## TEXT
************

The existence of a Basque typographic character has its origins in the beginning of the 20th century, coinciding with the movement known as “Eusko Pizkundea” (The Basque Renaissance) that developed up until the Spanish Civil War. After this violent confrontation and its consequences of silence and repression, the Basque Country begins a rehabilitative period of preservation and exaltation of the nationalist identity and linguistic conscience. It is for that reason that social and cultural agents contributed, pragmatically, to validate a collective aspiration of recuperation. An array of creative activities were developed with the intention of communal participation in and expression of Basque culture.

“No se trata de obras individuales efímeras en el tiempo, sino de obras populares y anónimas, cuyo estilo se transmite generacionalmente, en un proceso mimético.”

The Basque Typeface is… a communal work of art, anonymous rather than having one or more ephemeral authors, and whose style, through a memetic process, has been transmitted throughout generations.

From the Alhóndiga Bilbao exhibit, "badu, bada: Euskera in a Multilingual World"

From the Alhóndiga Bilbao exhibit, “badu, bada: Euskera in a Multilingual World”

What I thought looked like the stampings of stones as the writing implement (for example, the pen), actually came from stone as media (the paper). Herrera and other sources consider the modern inception (after the Carlist War ended in 1876) of the Basque Typeface to the re-adoption of the style of funerary carvings and motifs of 17th- and 18th-century burial stones (the oldest artifacts dating back to the 9th century).

The logical follow-up to that would be… so what’s the source of that style?

My aesthetic intuition (and the objectivity of many researchers) would call on the theory of sharing, mixing and transmitting of cultural elements (AKA memetics!): this alphabet came from elsewhere and so the shapes of the letters must have too, undoubtedly Roman.

************

## SUPPLIED MATERIAL
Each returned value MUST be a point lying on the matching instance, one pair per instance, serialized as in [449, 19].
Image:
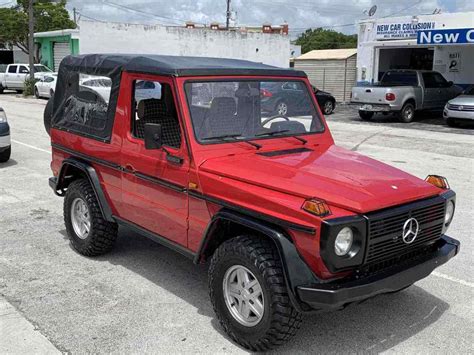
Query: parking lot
[142, 297]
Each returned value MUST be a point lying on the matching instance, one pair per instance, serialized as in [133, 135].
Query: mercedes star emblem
[410, 230]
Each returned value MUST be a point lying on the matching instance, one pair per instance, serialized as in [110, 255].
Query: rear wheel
[86, 228]
[249, 294]
[5, 155]
[365, 115]
[407, 114]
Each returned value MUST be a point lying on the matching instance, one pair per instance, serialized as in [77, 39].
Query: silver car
[460, 108]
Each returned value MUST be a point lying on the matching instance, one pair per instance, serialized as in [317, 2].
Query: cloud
[300, 14]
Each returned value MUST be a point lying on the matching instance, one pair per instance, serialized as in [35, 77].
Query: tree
[48, 16]
[320, 38]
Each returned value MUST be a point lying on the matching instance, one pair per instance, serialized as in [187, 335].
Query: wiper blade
[274, 133]
[271, 133]
[233, 138]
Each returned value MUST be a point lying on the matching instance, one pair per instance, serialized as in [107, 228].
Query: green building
[53, 46]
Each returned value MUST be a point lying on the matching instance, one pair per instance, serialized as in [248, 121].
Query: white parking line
[453, 279]
[32, 147]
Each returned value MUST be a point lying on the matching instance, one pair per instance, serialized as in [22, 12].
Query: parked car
[404, 92]
[15, 75]
[289, 222]
[5, 144]
[460, 108]
[45, 86]
[326, 101]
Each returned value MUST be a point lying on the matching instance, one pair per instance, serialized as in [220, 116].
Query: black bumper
[340, 294]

************

## WHAT IS EXPECTED
Please say whether each statement agrees with the text on the Basque typeface, answering yes or no and quoting the deciding words: (a) The Basque typographic character has its origins in the beginning of the 20th century. (b) The oldest burial-stone artifacts date back to the 12th century. (c) The Basque Typeface is described as the work of a single known author. The material was taken from a different source.

## REPLY TO THE EXERCISE
(a) Yes: "has its origins in the beginning of the 20th century"
(b) No: "the oldest artifacts dating back to the 9th century"
(c) No: "anonymous rather than having one or more ephemeral authors"